╔══

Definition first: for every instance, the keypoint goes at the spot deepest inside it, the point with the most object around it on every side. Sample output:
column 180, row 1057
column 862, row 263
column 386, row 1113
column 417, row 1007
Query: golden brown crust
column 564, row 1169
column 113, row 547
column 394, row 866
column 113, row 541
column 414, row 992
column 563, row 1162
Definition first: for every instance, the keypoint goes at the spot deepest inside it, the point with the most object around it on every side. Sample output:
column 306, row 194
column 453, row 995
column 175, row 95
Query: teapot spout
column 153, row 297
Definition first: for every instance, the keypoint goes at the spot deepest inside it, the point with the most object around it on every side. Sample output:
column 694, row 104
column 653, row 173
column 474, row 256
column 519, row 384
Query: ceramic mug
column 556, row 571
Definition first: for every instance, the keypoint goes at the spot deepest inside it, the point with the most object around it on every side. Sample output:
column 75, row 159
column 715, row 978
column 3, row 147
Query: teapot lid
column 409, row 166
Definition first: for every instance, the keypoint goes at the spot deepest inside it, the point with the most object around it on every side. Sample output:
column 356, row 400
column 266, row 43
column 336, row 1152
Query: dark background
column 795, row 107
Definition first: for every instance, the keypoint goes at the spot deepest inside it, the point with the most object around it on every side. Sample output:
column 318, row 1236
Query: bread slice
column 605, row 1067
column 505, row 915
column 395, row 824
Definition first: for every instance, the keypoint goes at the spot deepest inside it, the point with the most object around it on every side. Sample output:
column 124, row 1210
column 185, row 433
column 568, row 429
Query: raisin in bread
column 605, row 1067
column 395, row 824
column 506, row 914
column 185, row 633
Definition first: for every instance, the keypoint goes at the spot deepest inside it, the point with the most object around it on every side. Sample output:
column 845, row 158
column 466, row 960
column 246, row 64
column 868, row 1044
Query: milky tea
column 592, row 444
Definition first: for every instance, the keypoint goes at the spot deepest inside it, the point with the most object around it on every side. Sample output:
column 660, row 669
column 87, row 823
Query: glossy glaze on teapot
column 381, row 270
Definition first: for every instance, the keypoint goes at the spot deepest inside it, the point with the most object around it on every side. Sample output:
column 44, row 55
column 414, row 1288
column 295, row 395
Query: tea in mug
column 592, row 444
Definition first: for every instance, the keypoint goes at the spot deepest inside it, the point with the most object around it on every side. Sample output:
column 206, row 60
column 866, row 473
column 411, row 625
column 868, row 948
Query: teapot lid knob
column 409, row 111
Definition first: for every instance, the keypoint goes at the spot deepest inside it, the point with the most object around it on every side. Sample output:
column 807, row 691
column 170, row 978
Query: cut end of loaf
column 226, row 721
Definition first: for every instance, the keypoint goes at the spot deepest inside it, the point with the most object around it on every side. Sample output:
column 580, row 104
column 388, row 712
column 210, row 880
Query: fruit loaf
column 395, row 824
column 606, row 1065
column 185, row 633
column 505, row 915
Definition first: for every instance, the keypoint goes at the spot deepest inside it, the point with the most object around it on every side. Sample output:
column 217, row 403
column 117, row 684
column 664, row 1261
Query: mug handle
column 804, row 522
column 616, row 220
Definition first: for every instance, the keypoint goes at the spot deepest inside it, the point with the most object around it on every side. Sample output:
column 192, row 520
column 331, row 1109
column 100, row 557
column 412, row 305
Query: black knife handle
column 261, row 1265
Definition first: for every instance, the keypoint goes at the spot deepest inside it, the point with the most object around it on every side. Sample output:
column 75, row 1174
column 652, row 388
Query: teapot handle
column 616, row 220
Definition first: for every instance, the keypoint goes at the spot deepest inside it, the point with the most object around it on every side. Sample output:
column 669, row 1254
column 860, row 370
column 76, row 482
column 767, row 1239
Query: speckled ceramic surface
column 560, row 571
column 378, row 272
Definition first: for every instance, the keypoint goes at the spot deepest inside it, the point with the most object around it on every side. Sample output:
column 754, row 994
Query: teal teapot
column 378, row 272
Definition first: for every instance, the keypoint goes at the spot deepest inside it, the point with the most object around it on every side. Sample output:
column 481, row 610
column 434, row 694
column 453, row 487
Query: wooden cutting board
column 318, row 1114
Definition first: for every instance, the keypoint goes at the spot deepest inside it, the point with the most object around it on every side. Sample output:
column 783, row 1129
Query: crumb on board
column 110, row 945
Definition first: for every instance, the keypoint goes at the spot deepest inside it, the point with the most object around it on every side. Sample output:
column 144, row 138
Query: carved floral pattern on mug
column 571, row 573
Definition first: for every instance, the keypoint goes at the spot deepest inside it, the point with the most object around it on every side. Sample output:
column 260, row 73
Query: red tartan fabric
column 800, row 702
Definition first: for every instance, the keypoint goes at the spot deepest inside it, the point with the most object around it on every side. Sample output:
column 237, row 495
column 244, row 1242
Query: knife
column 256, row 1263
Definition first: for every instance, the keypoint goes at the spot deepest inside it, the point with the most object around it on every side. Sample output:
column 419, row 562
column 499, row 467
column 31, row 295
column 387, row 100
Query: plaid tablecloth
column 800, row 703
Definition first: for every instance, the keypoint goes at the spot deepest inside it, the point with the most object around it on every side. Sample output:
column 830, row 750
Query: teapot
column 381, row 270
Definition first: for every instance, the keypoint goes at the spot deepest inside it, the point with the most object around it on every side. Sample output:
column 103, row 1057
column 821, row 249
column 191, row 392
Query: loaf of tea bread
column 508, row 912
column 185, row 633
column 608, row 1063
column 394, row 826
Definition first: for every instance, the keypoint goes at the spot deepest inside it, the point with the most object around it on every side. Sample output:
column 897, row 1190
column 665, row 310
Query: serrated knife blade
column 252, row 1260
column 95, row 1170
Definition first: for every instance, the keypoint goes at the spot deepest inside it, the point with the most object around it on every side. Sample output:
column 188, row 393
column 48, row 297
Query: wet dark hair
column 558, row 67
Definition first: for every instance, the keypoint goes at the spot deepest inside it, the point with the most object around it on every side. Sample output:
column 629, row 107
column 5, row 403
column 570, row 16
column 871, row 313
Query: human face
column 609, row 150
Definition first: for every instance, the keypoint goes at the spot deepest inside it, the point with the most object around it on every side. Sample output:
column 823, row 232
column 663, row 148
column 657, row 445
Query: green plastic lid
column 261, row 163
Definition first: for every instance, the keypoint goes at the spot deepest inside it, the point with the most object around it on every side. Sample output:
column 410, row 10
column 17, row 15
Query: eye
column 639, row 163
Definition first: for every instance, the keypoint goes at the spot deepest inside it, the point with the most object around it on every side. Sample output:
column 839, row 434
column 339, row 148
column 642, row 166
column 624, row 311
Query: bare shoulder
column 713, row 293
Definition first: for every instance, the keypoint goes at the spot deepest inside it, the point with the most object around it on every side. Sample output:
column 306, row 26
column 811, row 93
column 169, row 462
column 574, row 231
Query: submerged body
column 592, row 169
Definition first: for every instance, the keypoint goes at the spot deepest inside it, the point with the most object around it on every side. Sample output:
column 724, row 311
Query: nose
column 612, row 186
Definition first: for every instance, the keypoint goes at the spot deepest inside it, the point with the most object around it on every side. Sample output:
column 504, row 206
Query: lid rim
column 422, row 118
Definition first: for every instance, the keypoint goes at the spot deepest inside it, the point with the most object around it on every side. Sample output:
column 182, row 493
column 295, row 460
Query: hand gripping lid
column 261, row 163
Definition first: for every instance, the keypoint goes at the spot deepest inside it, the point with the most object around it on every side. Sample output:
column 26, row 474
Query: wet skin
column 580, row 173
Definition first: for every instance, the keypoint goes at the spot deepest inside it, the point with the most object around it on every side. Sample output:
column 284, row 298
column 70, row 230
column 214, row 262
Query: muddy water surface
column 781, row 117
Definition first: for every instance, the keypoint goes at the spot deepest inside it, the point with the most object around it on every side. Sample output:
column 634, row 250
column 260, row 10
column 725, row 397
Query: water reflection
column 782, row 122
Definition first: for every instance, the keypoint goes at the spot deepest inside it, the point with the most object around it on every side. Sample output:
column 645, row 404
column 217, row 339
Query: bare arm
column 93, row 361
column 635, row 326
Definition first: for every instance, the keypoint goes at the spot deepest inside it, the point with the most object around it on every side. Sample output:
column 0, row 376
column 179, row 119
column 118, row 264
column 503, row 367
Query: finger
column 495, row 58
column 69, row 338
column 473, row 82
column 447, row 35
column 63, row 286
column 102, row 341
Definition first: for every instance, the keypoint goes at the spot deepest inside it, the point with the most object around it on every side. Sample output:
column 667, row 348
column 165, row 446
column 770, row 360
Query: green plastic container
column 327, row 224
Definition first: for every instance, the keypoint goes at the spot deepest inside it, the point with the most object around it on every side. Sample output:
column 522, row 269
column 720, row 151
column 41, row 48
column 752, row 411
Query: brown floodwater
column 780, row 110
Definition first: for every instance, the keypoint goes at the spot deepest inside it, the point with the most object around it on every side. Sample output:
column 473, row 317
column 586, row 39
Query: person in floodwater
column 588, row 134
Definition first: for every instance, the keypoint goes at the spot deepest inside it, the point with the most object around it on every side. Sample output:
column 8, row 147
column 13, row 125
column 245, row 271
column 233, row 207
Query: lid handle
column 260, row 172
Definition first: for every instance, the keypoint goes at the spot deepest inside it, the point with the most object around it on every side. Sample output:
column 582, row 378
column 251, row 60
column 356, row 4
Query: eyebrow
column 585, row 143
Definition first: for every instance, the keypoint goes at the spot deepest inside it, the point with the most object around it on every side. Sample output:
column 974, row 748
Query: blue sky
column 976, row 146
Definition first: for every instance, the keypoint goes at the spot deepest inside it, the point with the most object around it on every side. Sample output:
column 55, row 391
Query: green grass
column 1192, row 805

╚══

> _DESCRIPTION OF THE TASK_
Copy out each line in the records that contains the word "ceramic". Count a line only if the letters match in case.

> _WRITTEN ANSWER_
Query: ceramic mug
Query: speckled ceramic surface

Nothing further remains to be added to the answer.